* Görevler:
**a.** Gösterilen metne göre aşağıdaki soruları yanıtla:
(i) Üçüncü film neyle birlikte duyuruldu?
(ii) Teaser'da yaşlanmış McQueen kazayı ne olduktan sonra yapıyordu?
(iii) McQueen kaza yaptıktan sonra film kaç ay sonrasına geçti?
**b.** Kayıtlarda "Mark the dog's right" ifadesini içeren satırla başlayıp kayıtların sonuna kadar süren bölümü, iki uç da dahil olmak üzere, olduğu gibi yinele.

3. film teaser ile birlikte duyurulduğu zaman herkesi çok heyecanlandırdı. yıllar sonra yaşlanmış bir mcqueen'i herkesin gerisinde kaldıktan sonra kaza yapışını görüyorduk. filmde karanlık bir tema var gibi duruyordu ve bizim gibi hala çocuk kalan yetişkinleri çok heyecanlandırdı.
film gayet güzel başladı. mcqueen'in artık genç olmadığını ve bu seri yeni çıktığında sinemada izleyen bizlerin de artık çocuk olmadığını bize çok güzel hissettirdi film. daha sonra mcqueen kaza yaptı ve bir anda 4 ay sonrasında gittik. ilk olarak filmin bu 4 aylık süreci atlaması hikaye için çok büyük bir kayıp. böylesine büyük potansiyeli olan bir hikaye zamanını atlamak, hem mcqueen'e hem de biz yetişkin seyircilere bir ayıp oldu diye düşünüyorum. mcqueen, duygusal konularda kendini geliştirmiş ancak böylesine bir durumla daha önce karşılaşmamıştı. o 4 aylık dönemde yaşadığı, düşündüğü şeyleri görebilmek çok isterdim kendi adıma.

* Görev Girdisi:

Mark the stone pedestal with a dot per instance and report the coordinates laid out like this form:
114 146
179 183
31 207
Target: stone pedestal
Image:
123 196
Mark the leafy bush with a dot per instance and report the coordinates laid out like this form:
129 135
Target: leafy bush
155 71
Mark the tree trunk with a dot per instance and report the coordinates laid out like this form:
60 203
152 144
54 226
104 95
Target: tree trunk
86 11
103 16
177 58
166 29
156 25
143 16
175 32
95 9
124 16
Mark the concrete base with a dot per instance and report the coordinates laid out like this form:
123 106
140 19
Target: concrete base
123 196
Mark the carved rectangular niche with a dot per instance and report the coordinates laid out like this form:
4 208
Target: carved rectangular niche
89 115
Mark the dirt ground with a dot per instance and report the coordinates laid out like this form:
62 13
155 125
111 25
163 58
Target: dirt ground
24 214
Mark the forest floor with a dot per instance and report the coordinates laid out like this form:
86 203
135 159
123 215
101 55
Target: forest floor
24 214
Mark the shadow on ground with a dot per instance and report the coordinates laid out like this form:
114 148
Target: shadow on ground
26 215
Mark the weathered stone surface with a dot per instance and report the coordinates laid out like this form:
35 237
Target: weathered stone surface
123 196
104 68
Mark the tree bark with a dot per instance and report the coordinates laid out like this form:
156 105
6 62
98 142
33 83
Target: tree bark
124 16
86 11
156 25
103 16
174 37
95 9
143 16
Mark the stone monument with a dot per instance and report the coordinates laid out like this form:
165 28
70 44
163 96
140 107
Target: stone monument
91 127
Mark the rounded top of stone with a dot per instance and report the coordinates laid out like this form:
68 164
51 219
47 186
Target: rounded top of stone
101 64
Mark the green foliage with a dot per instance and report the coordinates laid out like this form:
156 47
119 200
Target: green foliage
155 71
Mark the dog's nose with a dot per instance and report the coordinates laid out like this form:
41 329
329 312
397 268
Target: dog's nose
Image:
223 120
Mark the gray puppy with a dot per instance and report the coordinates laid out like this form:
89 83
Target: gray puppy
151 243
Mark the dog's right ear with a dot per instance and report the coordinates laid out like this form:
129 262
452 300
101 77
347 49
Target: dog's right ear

* Sıralı Çözümler:
**a.**
(i) Teaser ile birlikte duyuruldu.
(ii) Herkesin gerisinde kaldıktan sonra.
(iii) 4 ay sonrasına.

**b.**
Mark the dog's right ear with a dot per instance and report the coordinates laid out like this form:
129 262
452 300
101 77
347 49
Target: dog's right ear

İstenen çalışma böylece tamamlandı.